= What is asked =
1. Duplicate the passage from the article on the Shea projects, starting at "Women in the" and ending at "as end users.".
2. Answer these questions from the article on the Shea projects:
(a) How much does the Shea project cost?
(b) In which three zones are the Shea processing centers located?
(c) Who sponsored the Shea butter business forum at Garu?

## START Text block

Women in the Garu and Tempane districts have commended World Vision International-Ghana (WVI-G) for establishing Shea projects in the area and targeting women as end users.

The $400,000 project, which has well-equipped Ultra-modern Shea processing centers in three zones including Gagberi, Woyanga and Kpikpira in the two districts, would reduce the hustle the women go through in processing the nuts.

WVI is an international Christian faith-based organization working to improve on the livelihoods of women and children in deprived communities.

The women said before the commissioning of the Shea project in the two districts, they were confronted with number of financial constraints including their inability to perform parental responsibilities such as supporting to feed and providing health and education needs of their families, especially the children.

Organised into Shea Butter producing cooperatives and led by their leaders after a day's Shea butter business forum organized by the WVI-G and sponsored by WVI-Korea at Garu in the Garu district of the Upper East Region, the leadership led by Madam Alimatu Abudulai, told the Ghana News Agency that they were extremely excited with the project.

They said the initiative by WVI has come to alleviate them from their constraints and empowered them financially to take care of their children and other family responsibilities.

## END Text block
## START Stored rows

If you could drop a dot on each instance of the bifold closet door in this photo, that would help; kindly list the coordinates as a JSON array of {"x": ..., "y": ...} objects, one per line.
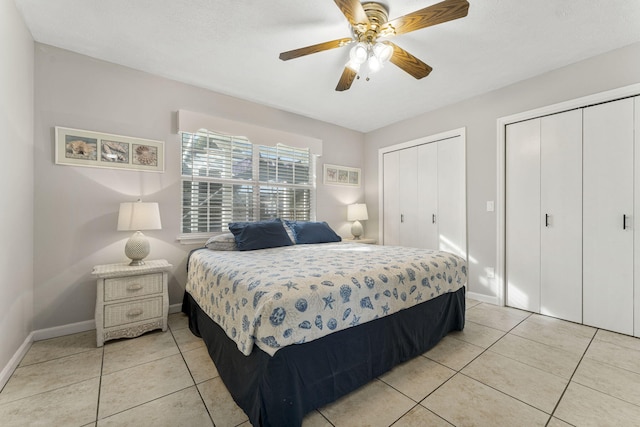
[
  {"x": 451, "y": 190},
  {"x": 391, "y": 198},
  {"x": 561, "y": 215},
  {"x": 636, "y": 233},
  {"x": 428, "y": 196},
  {"x": 408, "y": 194},
  {"x": 523, "y": 215},
  {"x": 608, "y": 216}
]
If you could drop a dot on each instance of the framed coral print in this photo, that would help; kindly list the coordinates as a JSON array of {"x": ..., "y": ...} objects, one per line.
[
  {"x": 341, "y": 175},
  {"x": 75, "y": 147}
]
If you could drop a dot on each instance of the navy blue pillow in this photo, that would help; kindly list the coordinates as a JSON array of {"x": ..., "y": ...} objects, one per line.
[
  {"x": 307, "y": 232},
  {"x": 250, "y": 236}
]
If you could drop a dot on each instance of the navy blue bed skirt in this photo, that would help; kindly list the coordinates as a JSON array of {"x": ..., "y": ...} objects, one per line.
[{"x": 280, "y": 390}]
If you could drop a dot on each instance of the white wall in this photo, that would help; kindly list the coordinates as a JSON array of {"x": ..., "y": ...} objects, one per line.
[
  {"x": 608, "y": 71},
  {"x": 16, "y": 185},
  {"x": 76, "y": 207}
]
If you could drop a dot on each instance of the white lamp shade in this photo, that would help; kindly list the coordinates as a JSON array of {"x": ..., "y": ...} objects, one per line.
[
  {"x": 357, "y": 212},
  {"x": 139, "y": 216}
]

## END Stored rows

= Solutions below =
1.
Women in the Garu and Tempane districts have commended World Vision International-Ghana (WVI-G) for establishing Shea projects in the area and targeting women as end users.

2.
(a) $400,000
(b) Gagberi, Woyanga and Kpikpira
(c) WVI-Korea